*TASK STATEMENT*
Return, word for word, only the lines from the one containing "Each instance of the wet pebbled" through the last line of the entries.

*MATERIALS PROVIDED*
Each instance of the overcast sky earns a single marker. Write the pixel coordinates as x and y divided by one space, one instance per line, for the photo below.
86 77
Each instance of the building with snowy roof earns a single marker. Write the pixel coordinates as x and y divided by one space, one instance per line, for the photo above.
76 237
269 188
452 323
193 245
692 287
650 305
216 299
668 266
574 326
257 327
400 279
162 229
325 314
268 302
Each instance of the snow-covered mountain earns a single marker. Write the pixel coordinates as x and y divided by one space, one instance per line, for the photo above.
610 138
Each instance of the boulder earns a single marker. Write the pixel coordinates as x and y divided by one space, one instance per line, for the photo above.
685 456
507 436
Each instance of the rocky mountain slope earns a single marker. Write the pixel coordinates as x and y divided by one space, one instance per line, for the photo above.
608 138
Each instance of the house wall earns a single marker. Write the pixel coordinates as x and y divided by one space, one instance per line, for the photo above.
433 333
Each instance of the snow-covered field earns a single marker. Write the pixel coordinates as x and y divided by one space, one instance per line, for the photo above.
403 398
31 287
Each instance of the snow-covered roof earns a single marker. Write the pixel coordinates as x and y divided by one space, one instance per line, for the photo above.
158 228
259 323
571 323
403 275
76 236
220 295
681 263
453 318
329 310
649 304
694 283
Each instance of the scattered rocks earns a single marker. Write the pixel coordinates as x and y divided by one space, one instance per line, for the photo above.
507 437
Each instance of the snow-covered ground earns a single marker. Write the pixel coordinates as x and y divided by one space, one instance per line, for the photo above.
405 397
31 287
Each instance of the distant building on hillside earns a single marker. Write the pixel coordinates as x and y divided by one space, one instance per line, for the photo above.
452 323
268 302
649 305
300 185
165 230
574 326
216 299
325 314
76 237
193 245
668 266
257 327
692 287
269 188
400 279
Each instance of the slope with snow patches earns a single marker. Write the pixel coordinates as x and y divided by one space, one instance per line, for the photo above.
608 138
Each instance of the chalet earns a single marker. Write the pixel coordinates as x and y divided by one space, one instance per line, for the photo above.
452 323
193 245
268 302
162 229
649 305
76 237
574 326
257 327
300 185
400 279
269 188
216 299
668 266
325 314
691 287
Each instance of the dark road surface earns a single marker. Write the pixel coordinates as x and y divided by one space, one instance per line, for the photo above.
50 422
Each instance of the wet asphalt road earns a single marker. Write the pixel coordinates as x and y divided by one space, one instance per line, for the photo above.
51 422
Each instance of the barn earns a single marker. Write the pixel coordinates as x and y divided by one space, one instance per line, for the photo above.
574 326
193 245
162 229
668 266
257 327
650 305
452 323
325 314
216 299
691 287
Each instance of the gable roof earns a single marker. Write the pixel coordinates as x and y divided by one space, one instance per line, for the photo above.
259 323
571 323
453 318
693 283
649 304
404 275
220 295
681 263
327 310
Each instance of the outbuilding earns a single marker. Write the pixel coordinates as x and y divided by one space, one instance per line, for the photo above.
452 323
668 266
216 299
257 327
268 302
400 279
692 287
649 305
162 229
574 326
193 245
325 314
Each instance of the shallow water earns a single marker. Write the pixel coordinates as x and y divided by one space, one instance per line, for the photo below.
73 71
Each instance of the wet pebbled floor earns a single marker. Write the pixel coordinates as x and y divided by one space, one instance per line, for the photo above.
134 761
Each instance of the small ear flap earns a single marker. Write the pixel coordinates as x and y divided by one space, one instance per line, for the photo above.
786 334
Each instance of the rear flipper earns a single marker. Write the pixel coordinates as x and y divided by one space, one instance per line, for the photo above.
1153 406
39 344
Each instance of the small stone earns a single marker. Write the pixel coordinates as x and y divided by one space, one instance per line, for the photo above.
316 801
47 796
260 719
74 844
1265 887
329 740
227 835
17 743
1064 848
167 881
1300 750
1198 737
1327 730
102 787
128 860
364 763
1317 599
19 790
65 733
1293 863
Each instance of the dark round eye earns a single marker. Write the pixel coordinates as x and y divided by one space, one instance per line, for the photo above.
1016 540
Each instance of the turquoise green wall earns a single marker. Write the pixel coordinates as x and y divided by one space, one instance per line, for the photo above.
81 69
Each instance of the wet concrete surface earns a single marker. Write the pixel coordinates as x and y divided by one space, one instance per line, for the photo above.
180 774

*THE COMPLETED TASK*
Each instance of the wet pebbled floor earns a single marker. Write the pixel coordinates as x and y divided by one space, one instance per line, for the photo above.
134 761
Each instance of the small ear flap earns a single marker. Write the pixel coordinates as x and y divided by one space, one instance per line, for the photo above.
786 334
Each instance of the rear flipper earns a single marker. Write the pixel coordinates as x and y divided by one space, one instance per line, for the photo above.
1153 406
39 344
Each instance of the small stone earns a single marker. Write the pixel coordinates as x and y divided by one space, one instance per line, for the photo above.
316 801
47 796
260 719
74 844
1265 887
329 740
227 835
17 743
1064 848
167 881
1300 750
1198 737
1327 730
102 787
128 860
364 763
1317 599
19 790
65 733
1293 863
Each instance of the dark round eye earns a single marker. Write the pixel coordinates as x and y divided by one space, one instance per line, for the photo above.
1016 540
Each instance of the turquoise green wall earns a single marker. Write the pixel coordinates as x and y divided by one space, one instance per line, for the photo above.
81 69
Each instance of the wet concrete surface earns a single marker. Write the pixel coordinates as x and y divided by one space, one instance per line, for the photo above.
180 774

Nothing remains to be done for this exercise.